- **Problem requirements**:
Output exactly the lines that run from the top of the entries to the line holding "positive clicks: (131, 236) (128, 292)", including both of those lines.

- **Material provided**:
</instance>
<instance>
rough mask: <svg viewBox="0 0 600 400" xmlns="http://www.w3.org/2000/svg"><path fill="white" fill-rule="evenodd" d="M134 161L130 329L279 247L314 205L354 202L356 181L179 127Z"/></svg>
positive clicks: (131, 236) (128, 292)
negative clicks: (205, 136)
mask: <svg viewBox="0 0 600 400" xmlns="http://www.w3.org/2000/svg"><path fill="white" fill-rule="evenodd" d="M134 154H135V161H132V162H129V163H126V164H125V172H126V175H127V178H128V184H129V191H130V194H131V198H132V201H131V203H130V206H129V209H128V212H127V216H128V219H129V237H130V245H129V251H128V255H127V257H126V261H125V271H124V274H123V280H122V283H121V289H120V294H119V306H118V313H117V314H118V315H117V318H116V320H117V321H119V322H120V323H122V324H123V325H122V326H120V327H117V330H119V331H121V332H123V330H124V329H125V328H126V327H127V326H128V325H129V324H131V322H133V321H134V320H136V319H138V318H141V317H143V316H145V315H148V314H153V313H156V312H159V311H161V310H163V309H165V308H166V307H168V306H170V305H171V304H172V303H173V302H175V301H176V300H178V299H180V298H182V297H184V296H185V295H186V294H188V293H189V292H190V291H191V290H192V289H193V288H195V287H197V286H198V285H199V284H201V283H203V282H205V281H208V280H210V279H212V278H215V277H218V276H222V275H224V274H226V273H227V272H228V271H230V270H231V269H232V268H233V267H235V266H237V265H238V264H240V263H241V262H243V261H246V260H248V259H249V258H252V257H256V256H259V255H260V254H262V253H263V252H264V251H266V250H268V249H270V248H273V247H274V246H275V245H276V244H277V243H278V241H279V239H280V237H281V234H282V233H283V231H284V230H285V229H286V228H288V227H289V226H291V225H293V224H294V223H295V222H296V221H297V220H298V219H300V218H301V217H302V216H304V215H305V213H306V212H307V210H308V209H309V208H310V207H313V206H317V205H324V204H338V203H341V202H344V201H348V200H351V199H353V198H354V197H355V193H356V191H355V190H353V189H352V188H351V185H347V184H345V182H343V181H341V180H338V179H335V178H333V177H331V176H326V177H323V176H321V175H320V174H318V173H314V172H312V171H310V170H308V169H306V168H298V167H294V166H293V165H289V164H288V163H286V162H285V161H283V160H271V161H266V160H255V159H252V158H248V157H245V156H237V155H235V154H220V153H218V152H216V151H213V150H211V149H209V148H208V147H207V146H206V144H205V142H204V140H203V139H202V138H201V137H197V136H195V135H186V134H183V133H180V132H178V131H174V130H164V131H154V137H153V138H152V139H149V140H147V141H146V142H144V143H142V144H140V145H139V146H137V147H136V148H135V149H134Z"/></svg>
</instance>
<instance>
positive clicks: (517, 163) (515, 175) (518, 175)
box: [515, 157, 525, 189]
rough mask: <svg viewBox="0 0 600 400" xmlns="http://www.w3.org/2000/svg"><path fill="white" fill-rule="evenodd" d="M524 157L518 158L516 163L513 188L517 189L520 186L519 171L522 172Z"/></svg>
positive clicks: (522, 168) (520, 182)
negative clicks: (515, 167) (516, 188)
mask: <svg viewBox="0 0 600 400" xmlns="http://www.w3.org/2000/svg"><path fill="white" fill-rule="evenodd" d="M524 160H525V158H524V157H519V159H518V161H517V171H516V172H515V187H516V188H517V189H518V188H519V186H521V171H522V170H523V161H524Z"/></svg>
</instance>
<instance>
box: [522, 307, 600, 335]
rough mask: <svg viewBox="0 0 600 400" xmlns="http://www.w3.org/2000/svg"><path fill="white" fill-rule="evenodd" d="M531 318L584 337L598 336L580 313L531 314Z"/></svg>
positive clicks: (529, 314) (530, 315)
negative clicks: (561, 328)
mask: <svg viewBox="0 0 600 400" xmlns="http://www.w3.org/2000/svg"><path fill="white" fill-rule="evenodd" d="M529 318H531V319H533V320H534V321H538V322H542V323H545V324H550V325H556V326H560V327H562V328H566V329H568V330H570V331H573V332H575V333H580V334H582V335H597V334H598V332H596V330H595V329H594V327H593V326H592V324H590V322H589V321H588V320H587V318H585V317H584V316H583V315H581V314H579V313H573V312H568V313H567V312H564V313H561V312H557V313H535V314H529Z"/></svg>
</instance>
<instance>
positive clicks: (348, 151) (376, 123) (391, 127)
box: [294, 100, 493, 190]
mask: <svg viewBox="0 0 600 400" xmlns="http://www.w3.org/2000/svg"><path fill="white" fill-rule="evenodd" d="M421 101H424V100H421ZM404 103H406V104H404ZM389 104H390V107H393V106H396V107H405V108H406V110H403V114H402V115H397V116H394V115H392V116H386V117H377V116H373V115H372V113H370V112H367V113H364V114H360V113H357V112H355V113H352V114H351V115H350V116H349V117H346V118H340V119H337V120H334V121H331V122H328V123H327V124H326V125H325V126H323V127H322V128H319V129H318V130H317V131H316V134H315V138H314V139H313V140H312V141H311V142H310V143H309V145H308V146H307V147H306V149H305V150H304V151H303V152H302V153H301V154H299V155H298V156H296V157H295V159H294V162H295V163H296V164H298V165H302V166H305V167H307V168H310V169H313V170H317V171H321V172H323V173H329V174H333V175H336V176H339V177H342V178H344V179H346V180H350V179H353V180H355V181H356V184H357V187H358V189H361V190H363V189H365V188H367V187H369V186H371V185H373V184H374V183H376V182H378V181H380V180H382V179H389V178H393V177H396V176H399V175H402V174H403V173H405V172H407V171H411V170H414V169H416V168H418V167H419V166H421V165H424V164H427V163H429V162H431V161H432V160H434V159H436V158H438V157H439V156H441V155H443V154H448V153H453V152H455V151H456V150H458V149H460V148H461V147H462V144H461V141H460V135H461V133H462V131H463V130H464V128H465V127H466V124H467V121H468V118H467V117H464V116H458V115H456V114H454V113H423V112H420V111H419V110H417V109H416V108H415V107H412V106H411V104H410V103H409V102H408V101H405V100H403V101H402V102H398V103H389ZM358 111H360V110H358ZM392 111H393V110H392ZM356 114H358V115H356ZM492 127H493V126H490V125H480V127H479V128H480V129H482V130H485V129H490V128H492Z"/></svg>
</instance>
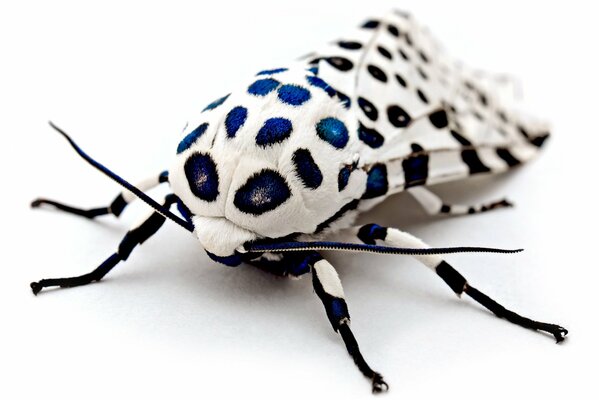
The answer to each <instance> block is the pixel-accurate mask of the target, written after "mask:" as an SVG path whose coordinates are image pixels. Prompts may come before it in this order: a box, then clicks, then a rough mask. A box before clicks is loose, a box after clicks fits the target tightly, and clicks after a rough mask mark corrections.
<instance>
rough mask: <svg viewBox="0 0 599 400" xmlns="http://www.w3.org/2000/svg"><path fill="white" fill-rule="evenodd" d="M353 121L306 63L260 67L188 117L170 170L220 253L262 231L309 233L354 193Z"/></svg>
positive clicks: (207, 243)
mask: <svg viewBox="0 0 599 400" xmlns="http://www.w3.org/2000/svg"><path fill="white" fill-rule="evenodd" d="M355 131H356V122H355V121H354V120H353V119H352V118H350V114H349V113H348V112H347V110H346V108H345V106H344V103H343V101H342V100H341V99H340V98H339V97H338V96H337V95H336V92H335V91H334V90H333V89H332V88H330V87H329V86H328V85H327V84H326V83H325V82H324V81H321V80H320V79H319V78H317V77H316V76H315V75H314V74H313V73H312V72H310V71H306V70H305V69H303V68H297V69H295V70H271V71H264V72H261V73H259V74H258V75H257V76H256V77H254V79H252V80H251V81H250V82H248V84H247V86H245V87H243V88H242V89H241V90H239V91H238V92H234V93H233V94H231V95H229V96H226V97H224V98H222V99H219V100H217V101H215V102H214V103H212V104H211V105H209V106H208V107H207V108H206V109H205V110H204V111H203V112H202V113H201V114H200V115H199V117H198V118H197V120H195V121H193V122H192V123H191V124H190V125H189V129H187V131H186V132H184V137H183V139H182V140H181V142H180V144H179V147H178V150H177V153H178V154H177V158H176V160H175V164H174V166H173V167H172V168H171V170H170V174H169V177H170V178H169V179H170V182H171V186H172V189H173V191H174V192H175V194H177V195H178V196H179V198H180V199H181V200H182V201H183V203H184V204H185V205H186V206H187V207H188V208H189V210H190V211H191V213H192V214H193V215H194V217H193V221H194V225H195V229H196V233H197V235H198V238H199V239H200V241H201V243H202V245H203V246H204V247H205V249H206V250H207V251H209V252H211V253H213V254H216V255H219V256H227V255H230V254H232V253H233V251H234V250H235V248H237V247H238V246H240V245H241V244H243V243H244V242H246V241H248V240H252V239H256V238H260V237H268V238H278V237H283V236H286V235H289V234H293V233H307V234H310V233H314V232H315V231H317V230H318V229H319V226H320V225H321V224H323V223H324V222H325V221H327V220H328V219H329V218H330V217H331V216H332V215H334V214H335V213H336V212H337V211H338V210H339V209H341V208H342V207H343V206H344V205H346V204H347V203H349V202H351V201H352V200H354V199H357V198H359V197H360V196H361V195H362V193H363V191H364V186H365V181H366V174H365V173H364V172H363V171H361V170H359V169H356V166H357V164H358V160H357V159H356V157H357V156H356V153H357V152H356V150H357V149H356V146H357V145H358V143H356V139H355V134H354V132H355Z"/></svg>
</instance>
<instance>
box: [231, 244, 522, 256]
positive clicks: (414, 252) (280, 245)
mask: <svg viewBox="0 0 599 400" xmlns="http://www.w3.org/2000/svg"><path fill="white" fill-rule="evenodd" d="M306 250H331V251H348V252H357V253H379V254H398V255H399V254H401V255H411V256H414V255H433V254H435V255H438V254H454V253H502V254H513V253H519V252H521V251H523V250H524V249H498V248H493V247H473V246H461V247H428V248H408V247H390V246H378V245H373V244H362V243H343V242H286V243H266V244H259V243H246V244H245V245H244V246H243V251H245V252H248V253H270V252H282V251H306Z"/></svg>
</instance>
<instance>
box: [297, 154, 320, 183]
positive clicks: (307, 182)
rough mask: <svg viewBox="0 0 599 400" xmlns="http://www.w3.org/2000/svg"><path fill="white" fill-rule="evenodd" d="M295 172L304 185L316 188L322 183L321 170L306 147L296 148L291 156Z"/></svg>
mask: <svg viewBox="0 0 599 400" xmlns="http://www.w3.org/2000/svg"><path fill="white" fill-rule="evenodd" d="M292 161H293V165H294V166H295V173H296V174H297V176H298V177H299V178H300V179H301V181H302V183H303V184H304V186H306V187H308V188H310V189H316V188H318V187H319V186H320V184H321V183H322V172H320V169H319V168H318V165H316V162H314V158H312V154H310V151H309V150H307V149H298V150H296V151H295V153H293V156H292Z"/></svg>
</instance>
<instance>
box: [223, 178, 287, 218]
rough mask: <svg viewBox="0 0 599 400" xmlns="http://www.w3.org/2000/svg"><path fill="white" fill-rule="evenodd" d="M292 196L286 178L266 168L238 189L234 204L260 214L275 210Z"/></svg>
mask: <svg viewBox="0 0 599 400" xmlns="http://www.w3.org/2000/svg"><path fill="white" fill-rule="evenodd" d="M290 197H291V190H290V189H289V186H288V185H287V182H286V181H285V179H284V178H283V177H282V176H281V175H280V174H279V173H278V172H276V171H273V170H271V169H264V170H262V171H260V172H258V173H256V174H254V175H252V176H251V177H250V178H249V179H248V180H247V182H246V183H244V184H243V185H242V186H241V187H240V188H239V189H238V190H237V193H235V198H234V200H233V204H234V205H235V207H237V208H238V209H239V210H240V211H242V212H245V213H248V214H253V215H260V214H263V213H265V212H267V211H271V210H274V209H275V208H277V207H278V206H280V205H281V204H283V203H284V202H285V201H287V199H289V198H290Z"/></svg>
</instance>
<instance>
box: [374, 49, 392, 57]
mask: <svg viewBox="0 0 599 400" xmlns="http://www.w3.org/2000/svg"><path fill="white" fill-rule="evenodd" d="M376 49H377V51H378V52H379V54H380V55H382V56H383V57H385V58H386V59H388V60H392V59H393V55H392V54H391V52H390V51H389V50H387V49H386V48H384V47H383V46H378V47H377V48H376Z"/></svg>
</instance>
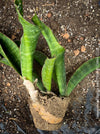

- **Exercise output**:
</instance>
<instance>
rough mask: <svg viewBox="0 0 600 400" xmlns="http://www.w3.org/2000/svg"><path fill="white" fill-rule="evenodd" d="M134 161L130 329L279 247L314 205L354 202L356 181L179 127Z"/></svg>
positive clicks: (131, 236) (128, 292)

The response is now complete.